Assignment — In the material below, list every line carrying the string "region".

Material to process —
◇ ◇ ◇ ◇ ◇ ◇ ◇
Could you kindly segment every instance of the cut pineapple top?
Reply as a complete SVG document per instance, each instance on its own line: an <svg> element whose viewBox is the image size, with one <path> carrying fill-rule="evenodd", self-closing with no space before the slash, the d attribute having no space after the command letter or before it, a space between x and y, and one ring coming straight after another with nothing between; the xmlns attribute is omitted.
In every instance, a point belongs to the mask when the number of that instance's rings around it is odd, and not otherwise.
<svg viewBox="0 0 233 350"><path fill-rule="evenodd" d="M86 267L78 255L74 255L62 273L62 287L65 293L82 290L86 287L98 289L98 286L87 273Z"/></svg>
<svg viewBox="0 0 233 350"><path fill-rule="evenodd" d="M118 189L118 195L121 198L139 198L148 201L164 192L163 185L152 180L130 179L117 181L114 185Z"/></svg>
◇ ◇ ◇ ◇ ◇ ◇ ◇
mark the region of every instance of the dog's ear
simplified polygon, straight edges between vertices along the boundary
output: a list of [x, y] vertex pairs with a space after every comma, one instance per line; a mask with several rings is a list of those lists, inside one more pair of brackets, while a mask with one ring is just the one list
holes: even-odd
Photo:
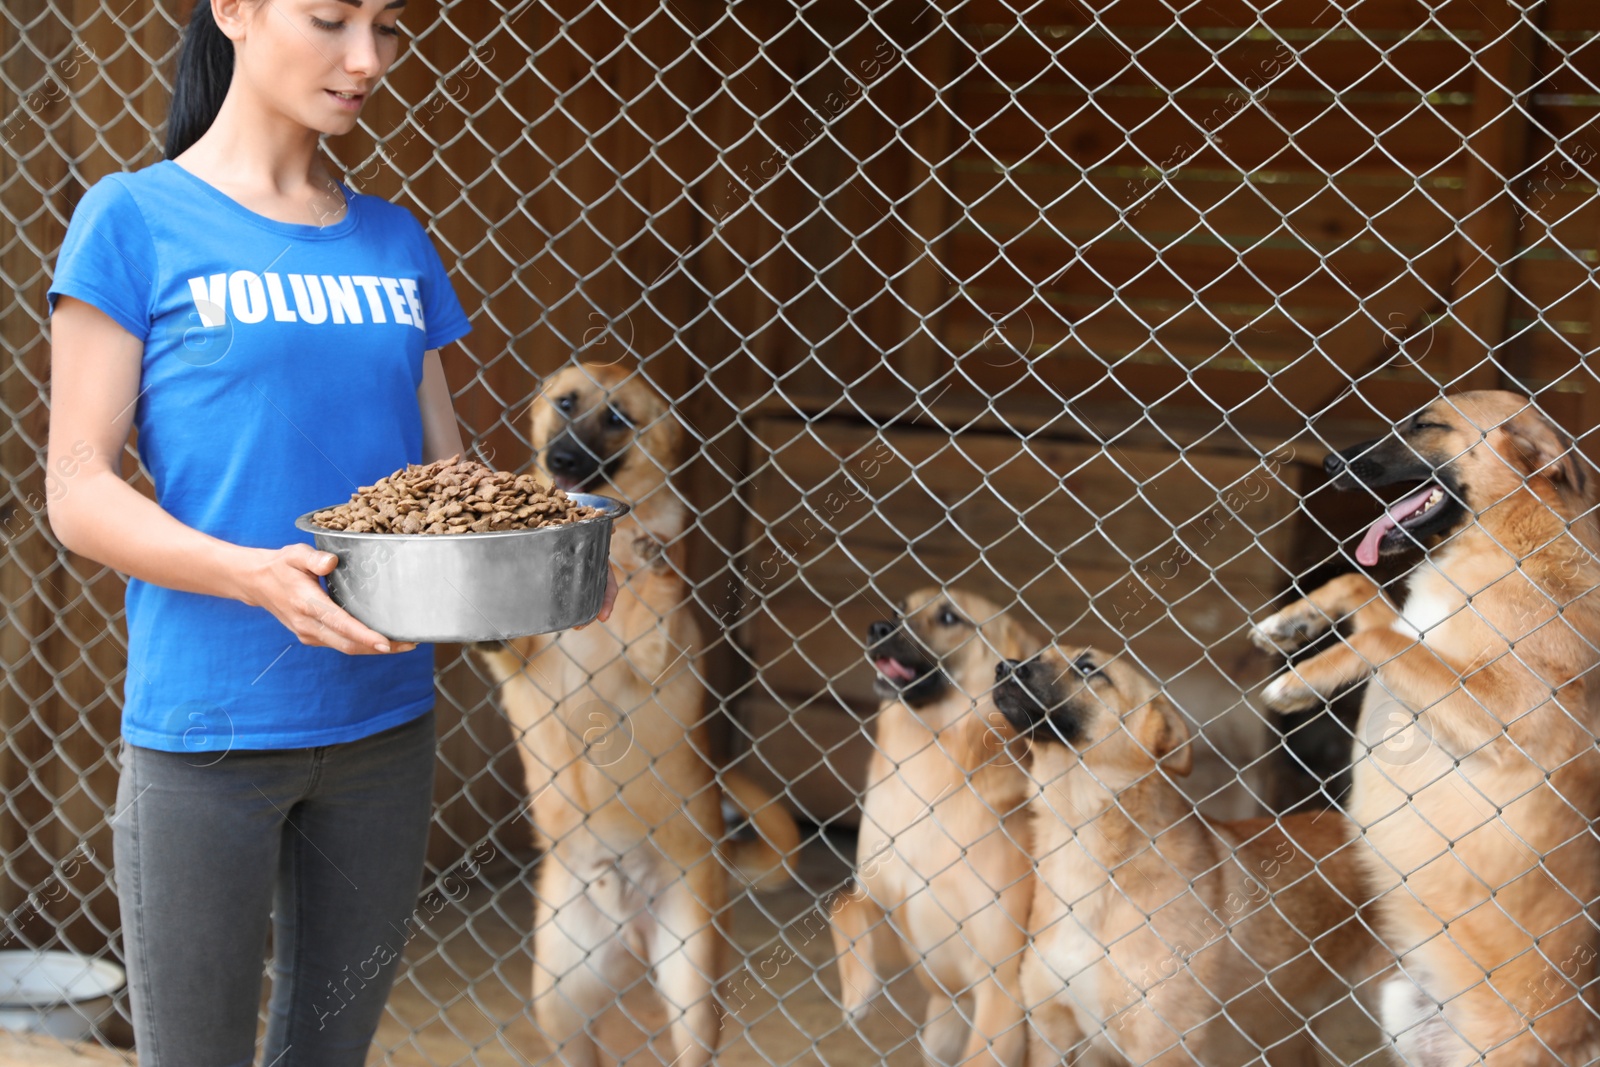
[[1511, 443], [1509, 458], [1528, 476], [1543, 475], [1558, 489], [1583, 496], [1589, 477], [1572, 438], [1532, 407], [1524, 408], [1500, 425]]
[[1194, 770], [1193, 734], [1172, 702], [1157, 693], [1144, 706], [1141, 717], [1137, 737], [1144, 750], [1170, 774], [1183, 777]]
◇ ◇ ◇ ◇ ◇ ◇ ◇
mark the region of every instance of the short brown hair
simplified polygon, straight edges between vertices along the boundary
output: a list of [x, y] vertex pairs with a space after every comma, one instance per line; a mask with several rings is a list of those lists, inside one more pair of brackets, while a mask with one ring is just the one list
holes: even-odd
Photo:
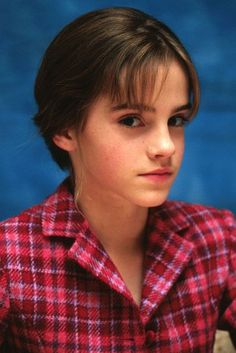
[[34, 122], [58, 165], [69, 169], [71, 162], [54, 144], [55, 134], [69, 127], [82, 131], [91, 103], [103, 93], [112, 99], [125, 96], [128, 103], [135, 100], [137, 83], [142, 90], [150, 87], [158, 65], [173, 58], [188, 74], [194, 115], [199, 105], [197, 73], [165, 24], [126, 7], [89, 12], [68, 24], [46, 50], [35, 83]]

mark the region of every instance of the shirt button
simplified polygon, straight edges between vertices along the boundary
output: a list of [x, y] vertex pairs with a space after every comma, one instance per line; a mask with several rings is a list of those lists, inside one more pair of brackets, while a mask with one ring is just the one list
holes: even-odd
◇ ◇ ◇ ◇ ◇ ◇ ◇
Response to this exercise —
mark the region of every instance of the dog's ear
mark the region of every instance of the short brown hair
mark the region of every instance of the shirt button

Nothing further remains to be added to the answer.